__Задание__: Продолжите фрагмент о триадах у Августина, начав сразу после его последнего предложения.

__Текст для чтения__:
§ §

Эта триада появляется в трактате «О свободе воли» (II 16, 41–42; 20, 54): вещи — как благие — существуют постольку, поскольку они обладают этими тремя свойствами, в то время как зло и несовершенство зависят от состояния тварности как таковой. В книге «О музыке», напротив, появляется триада: единство, подобие и порядок или любовь. Шестая книга этого произведения была, вероятно, написана в Тагасте в 390 г., в дополнение к тому, чему было положено начало в Кассициаке, и, таким образом, эта книга современна трактату «О свободе воли» и трактату «Об истинной религии». В ней Августин живописует восхождение души из области чувственного в область умопостигаемого, каковой путь пролегает через различные numeri [числа и музыкальные ритмы], пока не будут достигнуты те numeri, которые в Боге: и тогда, завершив свой путь восхождения, душа славит Бога Творца и Управителя мира. Там, где наличествует бытие, также обретаются мера, число и вес — и эти три понятия выражены в терминах единства, числа и порядка. Вся заключительная часть этого произведения делает особый упор на тему числа, которое, благодаря провидению Бога, обнаруживается повсеместно. Число начинается с единицы, и оно прекрасно, благодаря равенству самому себе и подобно самому себе, будучи соединено с самим собой через порядок. Ни одна природа не может существовать, будучи тем, чем она является, без стремления к единству, к тому, чтобы быть подобной самой себе и удерживать себя в равновесии: и в этом осознается связь числа с концепцией Единого, бытия и порядка, о которой уже было сказано.

§ §

__Строки данных__:
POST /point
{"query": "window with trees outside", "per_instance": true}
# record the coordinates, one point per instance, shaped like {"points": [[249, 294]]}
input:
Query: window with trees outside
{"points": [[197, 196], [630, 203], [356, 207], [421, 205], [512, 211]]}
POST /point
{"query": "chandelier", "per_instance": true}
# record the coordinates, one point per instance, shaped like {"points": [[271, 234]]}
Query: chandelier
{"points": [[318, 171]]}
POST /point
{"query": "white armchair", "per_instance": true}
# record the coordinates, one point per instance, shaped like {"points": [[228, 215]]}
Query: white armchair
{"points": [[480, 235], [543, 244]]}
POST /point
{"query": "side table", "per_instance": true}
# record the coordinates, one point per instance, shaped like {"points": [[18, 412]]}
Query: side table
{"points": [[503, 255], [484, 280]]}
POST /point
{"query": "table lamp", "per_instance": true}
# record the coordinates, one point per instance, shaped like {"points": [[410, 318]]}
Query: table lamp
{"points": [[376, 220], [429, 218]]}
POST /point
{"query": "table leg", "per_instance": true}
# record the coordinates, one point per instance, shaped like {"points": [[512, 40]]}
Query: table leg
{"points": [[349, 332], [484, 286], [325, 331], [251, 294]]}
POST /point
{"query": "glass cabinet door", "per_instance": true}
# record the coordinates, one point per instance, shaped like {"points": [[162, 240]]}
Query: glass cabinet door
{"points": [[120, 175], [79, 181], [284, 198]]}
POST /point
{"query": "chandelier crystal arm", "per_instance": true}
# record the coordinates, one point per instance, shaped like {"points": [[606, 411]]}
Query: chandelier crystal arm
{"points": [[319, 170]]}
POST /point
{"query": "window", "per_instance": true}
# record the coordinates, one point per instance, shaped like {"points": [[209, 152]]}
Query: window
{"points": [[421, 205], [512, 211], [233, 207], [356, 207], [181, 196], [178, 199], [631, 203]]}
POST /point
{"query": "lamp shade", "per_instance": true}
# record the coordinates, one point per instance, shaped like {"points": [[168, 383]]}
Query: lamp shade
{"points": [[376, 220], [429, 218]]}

§ §

__Результат__:
Сочинение «О природе блага» было написано против манихеев с целью доказать, что Бог, Который есть высшее Благо, есть и Творец всего, что существует и является благим; христиане, в отличие от манихеев, благоговейно поклоняются Тому, от Кого проистекают все блага, всякая мера (modus), всякий вид (species) и всякий порядок (ordo). Один только Бог существует воистину, поскольку Он неизменен, в то время как вещи, подверженные изменению, получают от Него, вместе с бытием, и свой modus. Бог есть summus modus [верховная мера], и только Он не подпадает под какой–нибудь предел, в то время как все другие вещи в качестве тварных должны иметь свой modus, species и ordo. Мера, форма и порядок являются неизменно благими, поскольку они суть характеристики бытия, а бытие — благое, коль скоро оно происходит от Бога, Который есть верховная благость и верховное бытие.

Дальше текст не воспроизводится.